*TASK DIRECTIONS*.
According to the passage below on partially matched strings, how much slower is TreeMap than HashMap for access and update?

*PASSAGE TO READ*.
- - - - - - -

11.9 Finding the Index for Partially Matched Strings
The problem
considered here concerns a large number of string keys that need to
be accessed by full or partial match. Each string is unique, so the
full-match access can easily be handled by a standard hash-table
structure (e.g., java.util.HashMap). The
partial-match access needs to collect all objects that have string
keys starting with a particular substring.
Consider this hash table consisting of keys and values:
"hello" 1
"bye" 2
"hi" 3
The full match for key "hi" retrieves
3, and the partial match against strings starting
with "h" retrieves the collection
{1,3}. Using a hash-table structure for the
partial-match access is expensive because it requires that all keys
be iterated over, and then each key matching the corresponding object
needs to be collated.
Of course, I am considering here a large collection of strings.
Alternatives are not usually necessary for a few (or even a few
thousand) strings. But for large collections, performance-tuning
techniques become necessary.
To tune, look for data structures that quickly match any partial
string. The task is somewhat simpler than the most generic version of
this type of problem because you need to match only the first few
consecutive characters. This means that some sort of tree structure
is probably ideal. Of the structures available from the JDK,
TreeMap looks like it can provide exactly the
required functionality; it gives a minimal baseline and, if the
performance is adequate, there is no more tuning to do. But
TreeMap is 5 to 10 times slower than
HashMap for access and update. The target is to
obtain HashMap access speed for single-key access.

- - - - - - -

*DATA SHOWN*.
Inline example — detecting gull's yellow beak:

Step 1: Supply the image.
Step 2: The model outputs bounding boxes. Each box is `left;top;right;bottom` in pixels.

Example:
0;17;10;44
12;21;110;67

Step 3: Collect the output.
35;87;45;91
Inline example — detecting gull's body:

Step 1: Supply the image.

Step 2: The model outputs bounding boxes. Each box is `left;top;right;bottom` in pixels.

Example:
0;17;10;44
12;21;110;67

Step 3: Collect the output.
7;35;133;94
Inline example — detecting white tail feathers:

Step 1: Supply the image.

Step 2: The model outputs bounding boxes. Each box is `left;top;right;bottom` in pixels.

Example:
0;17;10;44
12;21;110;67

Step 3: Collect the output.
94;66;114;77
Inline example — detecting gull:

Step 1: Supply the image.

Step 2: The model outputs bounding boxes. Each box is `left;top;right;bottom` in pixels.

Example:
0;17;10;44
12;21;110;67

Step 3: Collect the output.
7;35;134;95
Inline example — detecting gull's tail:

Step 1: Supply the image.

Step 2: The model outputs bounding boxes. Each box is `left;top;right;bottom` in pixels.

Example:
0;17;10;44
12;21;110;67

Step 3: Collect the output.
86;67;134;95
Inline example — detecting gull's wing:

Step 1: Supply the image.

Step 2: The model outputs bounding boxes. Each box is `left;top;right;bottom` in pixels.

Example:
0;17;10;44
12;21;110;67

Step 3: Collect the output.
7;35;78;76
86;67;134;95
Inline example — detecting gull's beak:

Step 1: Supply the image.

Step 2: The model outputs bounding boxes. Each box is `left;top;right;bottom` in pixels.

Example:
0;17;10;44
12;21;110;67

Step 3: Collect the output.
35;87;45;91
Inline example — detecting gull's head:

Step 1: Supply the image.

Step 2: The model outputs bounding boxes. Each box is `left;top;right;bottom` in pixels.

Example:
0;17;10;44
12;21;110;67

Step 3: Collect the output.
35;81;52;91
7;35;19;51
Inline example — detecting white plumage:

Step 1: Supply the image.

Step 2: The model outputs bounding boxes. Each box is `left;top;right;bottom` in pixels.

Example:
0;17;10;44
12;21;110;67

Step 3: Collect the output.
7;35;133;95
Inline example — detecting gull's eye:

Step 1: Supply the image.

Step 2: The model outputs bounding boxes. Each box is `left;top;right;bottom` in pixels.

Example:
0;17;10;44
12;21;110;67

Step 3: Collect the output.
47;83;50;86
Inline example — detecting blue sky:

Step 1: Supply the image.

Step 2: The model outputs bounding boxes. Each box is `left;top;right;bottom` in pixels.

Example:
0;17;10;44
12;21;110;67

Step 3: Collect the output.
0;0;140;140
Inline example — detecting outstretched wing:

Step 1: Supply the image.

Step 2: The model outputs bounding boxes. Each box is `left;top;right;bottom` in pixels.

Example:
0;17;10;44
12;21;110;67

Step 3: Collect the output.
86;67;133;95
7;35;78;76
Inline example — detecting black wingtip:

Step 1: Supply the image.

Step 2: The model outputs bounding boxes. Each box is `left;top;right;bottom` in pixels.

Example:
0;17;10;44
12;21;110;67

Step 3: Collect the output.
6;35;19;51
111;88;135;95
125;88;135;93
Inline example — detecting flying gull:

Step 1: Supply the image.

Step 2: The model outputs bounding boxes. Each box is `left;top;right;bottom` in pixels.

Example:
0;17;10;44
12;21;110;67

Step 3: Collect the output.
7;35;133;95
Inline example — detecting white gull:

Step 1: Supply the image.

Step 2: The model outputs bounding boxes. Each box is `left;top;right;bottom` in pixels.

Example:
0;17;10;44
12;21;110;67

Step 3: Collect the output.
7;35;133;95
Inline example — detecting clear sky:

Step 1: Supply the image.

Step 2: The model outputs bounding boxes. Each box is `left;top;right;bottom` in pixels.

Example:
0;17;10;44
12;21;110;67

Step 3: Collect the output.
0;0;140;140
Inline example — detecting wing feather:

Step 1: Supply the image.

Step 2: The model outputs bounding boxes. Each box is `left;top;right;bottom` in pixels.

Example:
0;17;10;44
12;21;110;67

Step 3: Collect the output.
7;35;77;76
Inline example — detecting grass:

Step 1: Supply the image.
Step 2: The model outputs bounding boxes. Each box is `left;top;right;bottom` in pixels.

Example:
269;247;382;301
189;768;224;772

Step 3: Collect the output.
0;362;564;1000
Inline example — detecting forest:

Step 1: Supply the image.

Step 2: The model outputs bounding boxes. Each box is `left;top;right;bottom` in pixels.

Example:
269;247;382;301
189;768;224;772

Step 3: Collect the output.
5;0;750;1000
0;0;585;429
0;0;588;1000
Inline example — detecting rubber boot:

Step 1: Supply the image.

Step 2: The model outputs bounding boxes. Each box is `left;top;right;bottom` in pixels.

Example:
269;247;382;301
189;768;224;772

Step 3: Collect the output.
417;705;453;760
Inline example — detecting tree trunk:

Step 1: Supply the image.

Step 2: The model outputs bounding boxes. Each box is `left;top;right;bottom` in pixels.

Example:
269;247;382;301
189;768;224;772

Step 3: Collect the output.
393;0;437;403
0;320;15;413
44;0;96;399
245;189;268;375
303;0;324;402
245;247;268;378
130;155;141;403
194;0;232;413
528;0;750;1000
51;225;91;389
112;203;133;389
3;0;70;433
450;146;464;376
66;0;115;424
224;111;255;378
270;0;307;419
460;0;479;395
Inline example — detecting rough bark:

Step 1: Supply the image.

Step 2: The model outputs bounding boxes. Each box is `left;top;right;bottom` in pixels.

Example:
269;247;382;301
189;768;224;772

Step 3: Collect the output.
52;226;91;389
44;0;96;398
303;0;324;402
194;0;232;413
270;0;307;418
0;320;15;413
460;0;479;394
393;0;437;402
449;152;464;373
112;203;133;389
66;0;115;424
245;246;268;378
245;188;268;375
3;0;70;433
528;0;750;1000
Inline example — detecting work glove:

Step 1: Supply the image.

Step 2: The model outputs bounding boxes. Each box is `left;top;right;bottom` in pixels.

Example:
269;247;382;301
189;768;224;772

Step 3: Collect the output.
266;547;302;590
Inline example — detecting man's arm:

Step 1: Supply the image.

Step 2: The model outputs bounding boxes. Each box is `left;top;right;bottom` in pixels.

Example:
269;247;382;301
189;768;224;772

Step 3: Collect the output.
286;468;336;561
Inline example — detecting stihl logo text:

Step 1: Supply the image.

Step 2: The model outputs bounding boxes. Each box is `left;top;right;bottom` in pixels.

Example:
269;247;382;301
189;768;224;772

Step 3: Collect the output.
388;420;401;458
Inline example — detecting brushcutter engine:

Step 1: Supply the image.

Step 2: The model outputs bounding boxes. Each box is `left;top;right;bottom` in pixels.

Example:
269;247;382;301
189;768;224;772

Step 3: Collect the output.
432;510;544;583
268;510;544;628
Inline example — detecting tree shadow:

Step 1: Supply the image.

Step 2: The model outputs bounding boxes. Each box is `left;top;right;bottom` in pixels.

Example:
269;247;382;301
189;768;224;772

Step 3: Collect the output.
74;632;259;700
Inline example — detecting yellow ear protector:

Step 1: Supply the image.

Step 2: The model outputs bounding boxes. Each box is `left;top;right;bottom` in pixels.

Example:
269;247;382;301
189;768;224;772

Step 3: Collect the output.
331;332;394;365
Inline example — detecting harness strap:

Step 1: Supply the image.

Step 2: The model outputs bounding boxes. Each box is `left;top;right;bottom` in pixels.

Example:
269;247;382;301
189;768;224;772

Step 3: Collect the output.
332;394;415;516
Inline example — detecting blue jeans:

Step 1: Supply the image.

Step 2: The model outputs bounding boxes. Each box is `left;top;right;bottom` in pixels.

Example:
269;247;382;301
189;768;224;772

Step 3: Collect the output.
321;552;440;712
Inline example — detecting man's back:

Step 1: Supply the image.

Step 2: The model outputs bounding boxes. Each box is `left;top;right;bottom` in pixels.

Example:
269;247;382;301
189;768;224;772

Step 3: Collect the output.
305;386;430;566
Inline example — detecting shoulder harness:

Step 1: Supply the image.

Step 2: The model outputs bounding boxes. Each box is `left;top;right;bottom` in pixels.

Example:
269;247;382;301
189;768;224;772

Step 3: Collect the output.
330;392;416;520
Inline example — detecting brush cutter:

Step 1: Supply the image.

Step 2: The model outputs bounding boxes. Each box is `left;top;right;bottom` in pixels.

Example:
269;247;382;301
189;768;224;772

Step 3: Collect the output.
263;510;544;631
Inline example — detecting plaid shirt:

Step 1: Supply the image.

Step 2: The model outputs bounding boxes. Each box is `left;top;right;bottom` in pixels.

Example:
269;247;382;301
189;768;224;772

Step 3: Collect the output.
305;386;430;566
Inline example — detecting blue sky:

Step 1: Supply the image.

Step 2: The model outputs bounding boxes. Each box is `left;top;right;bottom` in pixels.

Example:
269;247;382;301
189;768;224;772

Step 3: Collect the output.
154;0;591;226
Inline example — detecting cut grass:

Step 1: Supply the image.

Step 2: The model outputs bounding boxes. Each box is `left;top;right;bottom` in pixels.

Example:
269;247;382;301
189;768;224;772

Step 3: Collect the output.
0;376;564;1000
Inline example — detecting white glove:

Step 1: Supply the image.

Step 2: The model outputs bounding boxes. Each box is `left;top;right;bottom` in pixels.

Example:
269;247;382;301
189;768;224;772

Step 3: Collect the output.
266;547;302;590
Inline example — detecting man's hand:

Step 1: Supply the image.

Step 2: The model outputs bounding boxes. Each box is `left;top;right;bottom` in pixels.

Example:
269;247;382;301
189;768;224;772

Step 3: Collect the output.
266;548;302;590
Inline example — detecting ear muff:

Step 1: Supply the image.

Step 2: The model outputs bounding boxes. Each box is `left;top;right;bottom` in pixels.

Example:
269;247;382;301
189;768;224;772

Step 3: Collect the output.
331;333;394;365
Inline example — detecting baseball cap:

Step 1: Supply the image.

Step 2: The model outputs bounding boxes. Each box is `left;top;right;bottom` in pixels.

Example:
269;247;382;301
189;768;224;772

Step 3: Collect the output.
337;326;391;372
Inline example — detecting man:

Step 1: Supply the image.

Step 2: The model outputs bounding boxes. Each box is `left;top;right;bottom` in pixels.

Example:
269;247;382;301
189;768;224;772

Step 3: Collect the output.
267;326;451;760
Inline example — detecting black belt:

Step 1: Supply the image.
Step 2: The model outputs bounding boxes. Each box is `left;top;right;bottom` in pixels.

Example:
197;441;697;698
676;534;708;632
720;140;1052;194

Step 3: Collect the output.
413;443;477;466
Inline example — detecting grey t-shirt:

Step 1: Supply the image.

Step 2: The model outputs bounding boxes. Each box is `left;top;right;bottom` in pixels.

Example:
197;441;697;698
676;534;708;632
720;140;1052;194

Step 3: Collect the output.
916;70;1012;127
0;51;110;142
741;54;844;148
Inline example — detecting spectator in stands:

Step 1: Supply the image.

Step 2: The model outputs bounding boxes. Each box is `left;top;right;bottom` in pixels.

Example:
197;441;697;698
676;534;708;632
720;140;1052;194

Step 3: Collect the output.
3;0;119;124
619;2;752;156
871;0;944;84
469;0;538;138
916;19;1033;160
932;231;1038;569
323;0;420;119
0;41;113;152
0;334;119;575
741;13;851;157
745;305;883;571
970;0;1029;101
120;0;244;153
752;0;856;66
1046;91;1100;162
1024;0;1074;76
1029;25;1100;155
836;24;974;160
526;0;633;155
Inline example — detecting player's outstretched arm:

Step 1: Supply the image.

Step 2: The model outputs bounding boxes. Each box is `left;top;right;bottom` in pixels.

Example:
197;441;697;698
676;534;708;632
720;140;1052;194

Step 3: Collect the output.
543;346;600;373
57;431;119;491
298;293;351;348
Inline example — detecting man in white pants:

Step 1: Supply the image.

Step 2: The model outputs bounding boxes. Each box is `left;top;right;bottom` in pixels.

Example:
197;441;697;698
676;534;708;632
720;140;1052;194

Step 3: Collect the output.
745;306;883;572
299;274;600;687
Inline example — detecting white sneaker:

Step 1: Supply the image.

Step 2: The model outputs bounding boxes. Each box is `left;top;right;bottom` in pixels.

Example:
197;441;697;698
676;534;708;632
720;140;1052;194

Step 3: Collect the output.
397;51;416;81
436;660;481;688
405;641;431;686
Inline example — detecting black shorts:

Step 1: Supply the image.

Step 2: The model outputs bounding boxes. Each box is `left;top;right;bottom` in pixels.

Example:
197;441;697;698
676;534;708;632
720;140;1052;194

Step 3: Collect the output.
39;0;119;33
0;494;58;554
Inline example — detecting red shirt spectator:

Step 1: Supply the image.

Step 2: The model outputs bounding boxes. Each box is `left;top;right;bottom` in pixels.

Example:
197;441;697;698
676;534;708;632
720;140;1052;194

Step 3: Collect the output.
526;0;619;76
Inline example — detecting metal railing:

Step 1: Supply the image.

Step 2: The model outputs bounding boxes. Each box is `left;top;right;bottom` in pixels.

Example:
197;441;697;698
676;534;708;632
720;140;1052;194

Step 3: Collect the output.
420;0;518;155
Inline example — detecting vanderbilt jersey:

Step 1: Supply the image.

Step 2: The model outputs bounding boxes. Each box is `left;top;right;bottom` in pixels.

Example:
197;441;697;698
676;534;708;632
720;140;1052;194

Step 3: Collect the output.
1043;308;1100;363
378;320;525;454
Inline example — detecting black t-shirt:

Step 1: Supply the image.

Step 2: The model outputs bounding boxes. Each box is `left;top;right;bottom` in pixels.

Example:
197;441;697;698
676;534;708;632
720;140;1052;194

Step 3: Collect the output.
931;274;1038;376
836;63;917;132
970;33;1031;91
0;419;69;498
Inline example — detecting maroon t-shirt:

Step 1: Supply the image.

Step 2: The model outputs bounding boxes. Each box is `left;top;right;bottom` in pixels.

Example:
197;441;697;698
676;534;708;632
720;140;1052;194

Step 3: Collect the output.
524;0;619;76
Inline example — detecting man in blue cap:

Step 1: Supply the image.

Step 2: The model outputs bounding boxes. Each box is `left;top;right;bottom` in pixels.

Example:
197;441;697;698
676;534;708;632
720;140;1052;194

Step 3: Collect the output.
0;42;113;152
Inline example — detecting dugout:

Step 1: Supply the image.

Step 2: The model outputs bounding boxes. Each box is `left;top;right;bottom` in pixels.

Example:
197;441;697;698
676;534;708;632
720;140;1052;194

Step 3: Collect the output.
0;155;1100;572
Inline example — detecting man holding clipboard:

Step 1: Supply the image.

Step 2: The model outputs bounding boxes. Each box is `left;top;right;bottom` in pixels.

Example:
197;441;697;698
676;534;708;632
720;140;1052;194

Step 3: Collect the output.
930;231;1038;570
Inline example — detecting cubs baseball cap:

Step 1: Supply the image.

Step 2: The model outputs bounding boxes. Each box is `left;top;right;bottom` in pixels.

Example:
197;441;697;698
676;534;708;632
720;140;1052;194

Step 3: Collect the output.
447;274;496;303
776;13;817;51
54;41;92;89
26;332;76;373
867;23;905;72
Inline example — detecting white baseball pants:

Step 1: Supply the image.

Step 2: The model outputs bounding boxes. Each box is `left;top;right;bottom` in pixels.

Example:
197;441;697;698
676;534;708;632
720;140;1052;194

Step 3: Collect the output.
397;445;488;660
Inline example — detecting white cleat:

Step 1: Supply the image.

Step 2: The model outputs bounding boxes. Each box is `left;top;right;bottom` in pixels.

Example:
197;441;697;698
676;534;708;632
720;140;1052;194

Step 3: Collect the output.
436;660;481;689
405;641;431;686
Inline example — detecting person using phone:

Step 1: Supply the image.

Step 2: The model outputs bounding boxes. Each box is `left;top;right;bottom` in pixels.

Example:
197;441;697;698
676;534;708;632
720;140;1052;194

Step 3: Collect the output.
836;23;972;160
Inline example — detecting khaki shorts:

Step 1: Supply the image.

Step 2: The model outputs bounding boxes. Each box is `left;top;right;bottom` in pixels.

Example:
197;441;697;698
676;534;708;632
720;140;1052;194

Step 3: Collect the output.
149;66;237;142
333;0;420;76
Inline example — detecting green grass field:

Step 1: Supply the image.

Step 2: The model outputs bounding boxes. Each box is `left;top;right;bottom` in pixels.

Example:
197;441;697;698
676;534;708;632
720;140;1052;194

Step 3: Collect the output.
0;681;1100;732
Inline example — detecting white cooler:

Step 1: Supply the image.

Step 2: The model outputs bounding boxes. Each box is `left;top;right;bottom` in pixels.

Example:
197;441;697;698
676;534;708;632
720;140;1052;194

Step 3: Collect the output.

- - - - - - -

*CORRECT RESULT*.
TreeMap is 5 to 10 times slower than HashMap for access and update.